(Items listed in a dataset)
|---|
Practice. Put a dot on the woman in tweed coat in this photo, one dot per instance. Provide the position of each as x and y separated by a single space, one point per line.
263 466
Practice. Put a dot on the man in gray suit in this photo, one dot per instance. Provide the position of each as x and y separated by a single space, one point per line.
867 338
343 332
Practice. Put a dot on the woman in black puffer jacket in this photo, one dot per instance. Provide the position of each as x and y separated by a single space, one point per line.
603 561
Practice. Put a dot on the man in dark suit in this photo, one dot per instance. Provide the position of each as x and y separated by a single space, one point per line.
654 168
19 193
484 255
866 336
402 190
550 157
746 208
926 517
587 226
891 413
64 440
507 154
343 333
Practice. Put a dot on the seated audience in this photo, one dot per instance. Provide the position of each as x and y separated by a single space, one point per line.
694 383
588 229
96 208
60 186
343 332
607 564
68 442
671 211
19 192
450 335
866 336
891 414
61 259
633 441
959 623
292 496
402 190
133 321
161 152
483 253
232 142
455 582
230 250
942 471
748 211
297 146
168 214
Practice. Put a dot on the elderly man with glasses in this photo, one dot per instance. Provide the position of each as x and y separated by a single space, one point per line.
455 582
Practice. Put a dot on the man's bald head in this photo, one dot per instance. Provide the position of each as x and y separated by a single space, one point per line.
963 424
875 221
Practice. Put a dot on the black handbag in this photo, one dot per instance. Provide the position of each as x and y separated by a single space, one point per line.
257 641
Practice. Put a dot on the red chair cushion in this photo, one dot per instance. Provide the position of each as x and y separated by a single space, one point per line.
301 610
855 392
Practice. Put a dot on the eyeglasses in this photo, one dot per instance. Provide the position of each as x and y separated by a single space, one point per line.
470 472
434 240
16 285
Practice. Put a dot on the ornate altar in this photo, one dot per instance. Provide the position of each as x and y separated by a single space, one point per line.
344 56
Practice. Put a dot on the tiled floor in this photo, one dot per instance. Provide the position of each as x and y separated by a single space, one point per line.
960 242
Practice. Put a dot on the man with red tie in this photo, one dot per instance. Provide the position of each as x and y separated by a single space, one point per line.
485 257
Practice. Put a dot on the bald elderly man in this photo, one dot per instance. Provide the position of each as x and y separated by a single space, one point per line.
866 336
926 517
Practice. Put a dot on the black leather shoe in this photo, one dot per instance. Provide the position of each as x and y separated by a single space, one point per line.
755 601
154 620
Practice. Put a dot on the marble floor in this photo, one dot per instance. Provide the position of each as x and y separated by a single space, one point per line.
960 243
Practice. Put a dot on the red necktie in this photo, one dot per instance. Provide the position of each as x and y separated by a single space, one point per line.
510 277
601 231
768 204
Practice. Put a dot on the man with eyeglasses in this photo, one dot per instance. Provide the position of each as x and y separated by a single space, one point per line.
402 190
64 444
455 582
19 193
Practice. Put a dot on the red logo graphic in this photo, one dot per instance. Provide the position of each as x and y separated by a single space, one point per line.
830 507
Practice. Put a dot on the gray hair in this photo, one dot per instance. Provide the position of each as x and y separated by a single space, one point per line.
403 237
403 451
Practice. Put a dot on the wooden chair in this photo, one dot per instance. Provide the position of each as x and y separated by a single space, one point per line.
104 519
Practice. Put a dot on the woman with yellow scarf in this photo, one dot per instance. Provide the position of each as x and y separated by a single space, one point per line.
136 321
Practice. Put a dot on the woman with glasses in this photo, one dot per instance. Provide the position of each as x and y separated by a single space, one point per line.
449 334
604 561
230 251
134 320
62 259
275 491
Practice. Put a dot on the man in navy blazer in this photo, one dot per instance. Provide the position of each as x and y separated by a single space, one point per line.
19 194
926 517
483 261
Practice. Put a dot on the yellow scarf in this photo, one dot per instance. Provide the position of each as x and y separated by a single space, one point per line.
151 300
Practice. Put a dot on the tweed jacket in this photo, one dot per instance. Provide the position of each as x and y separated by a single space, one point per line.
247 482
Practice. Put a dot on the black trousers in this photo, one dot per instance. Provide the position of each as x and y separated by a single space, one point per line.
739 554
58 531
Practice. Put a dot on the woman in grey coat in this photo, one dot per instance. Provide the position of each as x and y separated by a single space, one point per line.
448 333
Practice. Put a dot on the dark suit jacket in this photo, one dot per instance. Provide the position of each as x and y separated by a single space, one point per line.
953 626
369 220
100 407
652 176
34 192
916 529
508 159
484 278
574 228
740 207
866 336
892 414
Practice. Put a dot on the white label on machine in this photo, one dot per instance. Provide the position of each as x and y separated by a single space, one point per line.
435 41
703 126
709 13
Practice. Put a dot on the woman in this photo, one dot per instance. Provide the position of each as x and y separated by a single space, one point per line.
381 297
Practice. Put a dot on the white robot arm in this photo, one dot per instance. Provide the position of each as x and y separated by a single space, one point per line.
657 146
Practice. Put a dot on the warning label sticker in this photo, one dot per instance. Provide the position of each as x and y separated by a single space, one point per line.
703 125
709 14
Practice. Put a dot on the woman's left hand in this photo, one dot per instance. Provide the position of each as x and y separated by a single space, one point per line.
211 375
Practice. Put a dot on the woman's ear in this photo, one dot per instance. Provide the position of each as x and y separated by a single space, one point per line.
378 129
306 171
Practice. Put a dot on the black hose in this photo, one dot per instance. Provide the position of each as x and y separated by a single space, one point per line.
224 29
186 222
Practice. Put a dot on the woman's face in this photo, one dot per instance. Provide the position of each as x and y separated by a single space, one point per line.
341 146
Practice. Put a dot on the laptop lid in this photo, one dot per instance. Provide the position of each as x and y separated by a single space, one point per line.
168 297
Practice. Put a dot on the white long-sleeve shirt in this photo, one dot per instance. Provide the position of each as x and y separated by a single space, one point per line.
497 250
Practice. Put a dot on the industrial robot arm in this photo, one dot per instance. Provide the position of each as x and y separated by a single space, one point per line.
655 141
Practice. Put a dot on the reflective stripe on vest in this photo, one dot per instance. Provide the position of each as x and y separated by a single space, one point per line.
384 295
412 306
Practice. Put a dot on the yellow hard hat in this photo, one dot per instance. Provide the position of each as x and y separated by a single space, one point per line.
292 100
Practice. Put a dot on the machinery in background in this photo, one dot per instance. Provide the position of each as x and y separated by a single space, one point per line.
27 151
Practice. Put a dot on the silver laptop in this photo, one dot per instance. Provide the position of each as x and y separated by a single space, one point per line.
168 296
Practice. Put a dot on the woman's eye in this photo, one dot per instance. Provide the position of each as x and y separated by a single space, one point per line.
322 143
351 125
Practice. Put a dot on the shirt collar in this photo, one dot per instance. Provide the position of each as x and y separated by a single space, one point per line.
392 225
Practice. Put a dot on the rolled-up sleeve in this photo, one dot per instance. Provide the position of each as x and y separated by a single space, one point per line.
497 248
|---|
* _AIM OF THE TASK_: Quote all of the records above word for word, leaving every line unchanged.

* _ANSWER BELOW_:
Practice. Put a dot on the woman in tweed coat in this photo, one dot per instance. Provide the position of each as x and y separated by a single space, one point per line.
263 466
Practice. Put a dot on the man in gray suit in this photo, one dot per instance. Provide the position of each as x and y separated by a single space, one point per line.
867 338
343 332
Practice. Put a dot on the woman in black puffer jacket in this photo, one dot per instance. Provide the position of each as x and y separated by a single space, one point per line.
603 561
Practice. Put a dot on the man in dark suit in this photo, one dot per instance. Provide the position of each as x and y separated by a single space, one point per line.
654 168
19 193
484 255
866 336
402 190
550 157
746 208
926 517
587 226
891 413
64 440
507 154
343 333
Practice. Put a dot on the seated audience in this photo, one dot per instance. Provide the position of each as x and y separated by a single space, one point per line.
694 383
588 229
96 208
60 186
343 332
607 564
68 442
671 211
19 192
450 335
866 336
891 414
61 259
633 441
959 623
292 496
402 190
133 321
161 152
483 253
232 142
455 582
230 250
942 471
748 211
297 146
168 214
Practice. Put a dot on the elderly man with glasses in this photo, one dot per instance. Provide the position of each as x and y separated by a single space, one point per line.
455 582
Practice. Put a dot on the man's bald head in this photo, one dot per instance. Provide the position of each as x and y separated by a single space, one point per line.
963 424
875 221
Practice. Put a dot on the black handbag in this photo, one dot per instance. Provide the position of each as x and y separated by a single space, one point per line.
257 641
Practice. Put a dot on the red chair cushion in this photo, one dot per instance. Provide the position of each as x and y separated by a single space, one point per line.
301 610
855 392
Practice. Put a dot on the eyeglasses in this photo, one dot per instance. Provide the position of each as x and y separated by a single space, one point per line.
470 472
434 240
16 285
Practice. Put a dot on the ornate altar in this photo, one dot per instance. Provide the position of each as x and y separated by a single space, one point per line.
344 56
Practice. Put a dot on the tiled floor in this photo, one dot per instance. Provide the position of each as x and y separated by a single space, one point per line.
960 242
Practice. Put a dot on the man with red tie in this photo, one dot per instance. Provide the position of each as x and y separated by a single space, one point per line.
485 257
Practice. Put a dot on the bald elderly man in this photo, one dot per instance. Provide the position of each as x and y separated by a single space, one point per line.
866 336
926 517
Practice. Put a dot on the black leather shoe in this photo, one dot per instance. Provide the position of each as x and y separated by a single space, one point per line.
755 601
154 620
Practice. Put a dot on the marble floor in this photo, one dot per instance. Provide the position of each as x and y separated by a single space, one point per line.
960 243
Practice. Put a dot on the red necktie in this photo, one dot per instance. Provide the position of each as x and y separated by a single space, one point per line.
510 277
601 231
768 204
Practice. Put a dot on the man with eyeglasses in this photo, one dot per instance. Provide the position of each as x and y separated by a single space, one point per line.
402 190
64 444
455 582
19 193
Practice. Put a dot on the red logo graphic in this photo, one dot per instance. Provide the position of each as x and y separated by a single space, one point per line.
830 507
Practice. Put a dot on the gray hair in this photo, one dot per instance. Provide the position of each as x and y separated by a single space, one point per line.
403 237
403 451
Practice. Put a dot on the wooden chair in this photo, one dot per instance. Provide the position of each as x and y separated by a single space, one point per line.
104 519
Practice. Put a dot on the woman with yellow scarf in this photo, one dot per instance. Provide the position of each as x and y separated by a single space, one point per line.
136 321
Practice. Put a dot on the woman with glasses in this photo, one dot per instance. Provide the position of each as x and y separated by a single space, one point per line.
449 334
604 561
230 251
134 320
62 259
275 491
Practice. Put a dot on the man in navy blazer in this photo, one dot per instance. Provide the position of each as x and y separated by a single space, one point per line.
19 194
926 517
483 261
Practice. Put a dot on the yellow scarf in this photo, one dot per instance. Provide the position of each as x and y separated by a single space, one point per line.
151 300
Practice. Put a dot on the tweed jacket in this photo, one dot per instance. Provide the position of each as x and y separated by a single space, one point per line.
247 482
Practice. Put a dot on the black trousers in this photo, one dot per instance. Provide the position of each as x and y separated by a single space, one point per line.
739 554
58 531
Practice. Put a dot on the woman in grey coat in this photo, one dot per instance. Provide the position of each as x and y separated by a single space, one point per line.
448 333
Practice. Put a dot on the dark suit jacket in this photo, one dot per instance. Provide the position of each as x and y separated by a single space, one point per line.
953 626
369 220
100 407
652 176
34 192
916 529
508 159
484 278
574 228
740 207
866 336
892 414
Practice. Put a dot on the white label on machine in this photo, one dot per instance. Provide the position of each as x and y separated by a single space, one point per line.
435 41
703 126
709 13
Practice. Put a dot on the woman in this photo, one dot per instance. Provide the position of each as x and y separated by a single space, one point per line.
381 297
Practice. Put a dot on the white robot arm in this photo, one dot per instance. Provide the position of each as x and y separated by a single space, one point per line.
657 146
Practice. Put a dot on the warning label sticker in this photo, one dot per instance. Provide the position of each as x and y separated by a single space, one point per line.
703 125
709 14
Practice. Put a dot on the woman's left hand in this photo, one dot per instance. Provide the position of each as x and y separated by a single space, one point per line.
211 375
Practice. Put a dot on the woman's ear in this photo, one dot per instance. Provide the position of each as x and y separated by a single space, one point per line.
378 129
306 171
Practice. Put a dot on the black hose in this photo, one dot per instance. Provide the position of each as x and y separated by a single space, one point per line.
224 29
186 222
Practice. Put a dot on the woman's face in this photo, one dot per instance. Provide the position of each as x and y separated by a single space, one point per line.
341 146
Practice. Put a dot on the laptop lid in this photo, one dot per instance. Provide the position of each as x and y separated by a single space, one point per line.
168 297
Practice. Put a dot on the white long-sleeve shirt in this photo, one dot per instance. Provide the position of each as x and y separated by a single space, one point per line.
497 250
Practice. Put a dot on the industrial robot arm in this photo, one dot per instance. Provide the position of each as x and y separated by a single space, one point per line.
655 141
Practice. Put a dot on the reflective stripe on vest in this photo, one dot per instance. Provide the position of each as x and y separated by a single space, one point per line.
384 295
412 306
Practice. Put a dot on the yellow hard hat in this photo, one dot per instance. Provide the position of each as x and y separated by a single space, one point per line.
292 100
Practice. Put a dot on the machinery in background in this photo, one dot per instance. Provide the position of each as x and y separated by a single space, one point per line.
27 151
Practice. Put a dot on the silver laptop in this photo, one dot per instance. Provide the position of each as x and y separated by a single space, one point per line.
168 296
Practice. Put a dot on the woman's eye in this photo, one dot per instance. Provide the position of each as x and y separated by a single space, one point per line.
322 143
351 125
Practice. Put a dot on the shirt collar in this photo, one dot per instance. Provide the position of each as x and y separated by a single space, one point per line.
392 225
Practice. Put a dot on the rolled-up sleeve in this photo, one dot per instance. Provide the position of each as x and y separated by a single space, one point per line.
497 248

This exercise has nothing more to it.